── Supplied passage

Atlas of pathophysiology, 2 Edition

Part II - Disorders

Endocrine Disorders

Cushing's syndrome

Cushing's syndrome is a cluster of clinical abnormalities caused by excessive adrenocortical hormones (particularly cortisol) or related corticosteroids and, to a lesser extent, androgens and aldosterone. Cushing's disease (adrenocorticotropin [ACTH] excess) accounts for about 70% of the cases of Cushing's syndrome.

Age Alert

Cushing's syndrome caused by ectopic corticotropin secretion is most common in adult men, with the peak incidence between ages 40 and 60. In 30% of patients, Cushing's syndrome results from a cortisol-secreting tumor. Adrenal tumors, rather than pituitary tumors, are more common in children, especially girls.


·   Pituitary hypersecretion of ACTH

·   Autonomous, ectopic ACTH secretion by a tumor outside the pituitary (usually malignant, frequently a pancreatic tumor or oat cell carcinoma of the lung)

·   Administration of synthetic glucocorticoids or steroids


Cortisol excess results in anti-inflammatory effects and excessive catabolism of protein and peripheral fat to support hepatic glucose production. The mechanism may be ACTH-dependent, in which elevated plasma ACTH levels stimulate the adrenal cortex to produce excess cortisol, or ACTH-independent, in which excess cortisol is produced by the adrenal cortex or exogenously administered. This suppresses the hypothalamic-pituitary-adrenal axis, also present in ectopic ACTH-secreting tumors.

Signs and symptoms

·   Fat pads above the clavicles, over the upper back (buffalo hump), on the face (moon face), and throughout the trunk (truncal obesity); slender arms and legs

·   Increased susceptibility to infection; decreased resistance to stress

·   Hypertension, left ventricular hypertrophy, bleeding and ecchymosis, dyslipidemia

·   Increased androgen production—clitoral hypertrophy, mild virilism, hirsutism, and amenorrhea or oligomenorrhea in women; sexual dysfunction

·   Sodium and secondary fluid retention, increased potassium excretion, ureteral calculi

·   Irritability and emotional lability

·   Little or no scar formation; poor wound healing

·   Purple striae, facial plethora, acne

·   Muscle weakness

·   Pathologic fractures; skeletal growth retardation in children

Diagnostic test results

·   Laboratory studies reveal hyperglycemia, hypernatremia, glucosuria, hypokalemia, and metabolic acidosis; elevated urinary free cortisol levels; elevated salivary free cortisol; and elevated serum cortisol.

·   Dexamethasone suppression test confirms the diagnosis and determines the cause, possibly an adrenal tumor or a nonendocrine, corticotropin-releasing tumor.

·   Ultrasound, computed tomography scan, and magnetic resonance imaging detect the presence of a pituitary or adrenal tumor.


·   Specific for cause of hypercortisolism—pituitary, adrenal, ectopic

·   Surgery for tumors of adrenal or pituitary glands or other tissue, such as lung

·   Radiation therapy for tumor

·   Cortisol replacement therapy after surgery

·   Antihypertensives

·   Potassium supplements

·   Diuretics

·   Antineoplastic, antihormone agents

·   For inoperable tumor, drugs, such as mitotane or aminoglutethimide to block steroid synthesis

Clinical Tip

Most patients with Cushing's syndrome are treated with transphenoidal surgery, which has a high cure rate (80%). Pharmacotherapy is usually used as adjunctive rather than primary therapy.

────
── Data supplied

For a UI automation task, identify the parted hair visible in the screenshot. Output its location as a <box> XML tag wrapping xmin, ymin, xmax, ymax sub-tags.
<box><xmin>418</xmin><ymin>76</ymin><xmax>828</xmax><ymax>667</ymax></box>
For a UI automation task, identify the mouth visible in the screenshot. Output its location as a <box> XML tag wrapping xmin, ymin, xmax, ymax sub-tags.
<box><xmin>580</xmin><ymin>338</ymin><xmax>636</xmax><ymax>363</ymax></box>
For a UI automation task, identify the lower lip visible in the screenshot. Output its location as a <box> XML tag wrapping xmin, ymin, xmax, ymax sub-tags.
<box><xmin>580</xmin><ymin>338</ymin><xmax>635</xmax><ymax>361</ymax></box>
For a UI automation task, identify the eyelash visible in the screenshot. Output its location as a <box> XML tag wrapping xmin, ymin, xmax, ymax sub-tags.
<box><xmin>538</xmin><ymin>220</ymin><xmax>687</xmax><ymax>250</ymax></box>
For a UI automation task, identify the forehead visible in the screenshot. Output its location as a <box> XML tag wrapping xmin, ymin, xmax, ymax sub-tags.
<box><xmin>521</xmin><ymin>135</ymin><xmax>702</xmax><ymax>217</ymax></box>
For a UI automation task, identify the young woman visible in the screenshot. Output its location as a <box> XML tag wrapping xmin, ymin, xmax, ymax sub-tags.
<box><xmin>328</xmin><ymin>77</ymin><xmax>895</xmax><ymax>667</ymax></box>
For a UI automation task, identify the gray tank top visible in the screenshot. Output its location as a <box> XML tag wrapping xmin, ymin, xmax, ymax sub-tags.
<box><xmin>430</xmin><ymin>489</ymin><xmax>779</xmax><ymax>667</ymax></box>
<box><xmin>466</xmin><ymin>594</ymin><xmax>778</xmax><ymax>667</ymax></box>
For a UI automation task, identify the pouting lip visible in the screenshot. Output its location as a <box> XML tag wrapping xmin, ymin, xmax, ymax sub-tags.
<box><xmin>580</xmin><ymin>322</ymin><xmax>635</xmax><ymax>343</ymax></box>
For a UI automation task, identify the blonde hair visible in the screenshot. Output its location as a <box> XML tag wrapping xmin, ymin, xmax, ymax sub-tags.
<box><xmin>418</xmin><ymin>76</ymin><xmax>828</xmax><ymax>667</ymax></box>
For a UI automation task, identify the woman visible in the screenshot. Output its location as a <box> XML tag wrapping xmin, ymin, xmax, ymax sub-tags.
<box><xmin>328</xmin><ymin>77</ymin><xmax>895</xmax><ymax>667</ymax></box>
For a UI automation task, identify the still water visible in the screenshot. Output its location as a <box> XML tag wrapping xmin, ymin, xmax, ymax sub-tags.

────

Work instructions:
According to the Cushing's syndrome text, what purpose does the excessive breakdown of protein and peripheral fat serve when cortisol is in excess? Answer in one to three sentences.

Expected answer:
Excess cortisol drives excessive catabolism of protein and peripheral fat to support glucose production by the liver.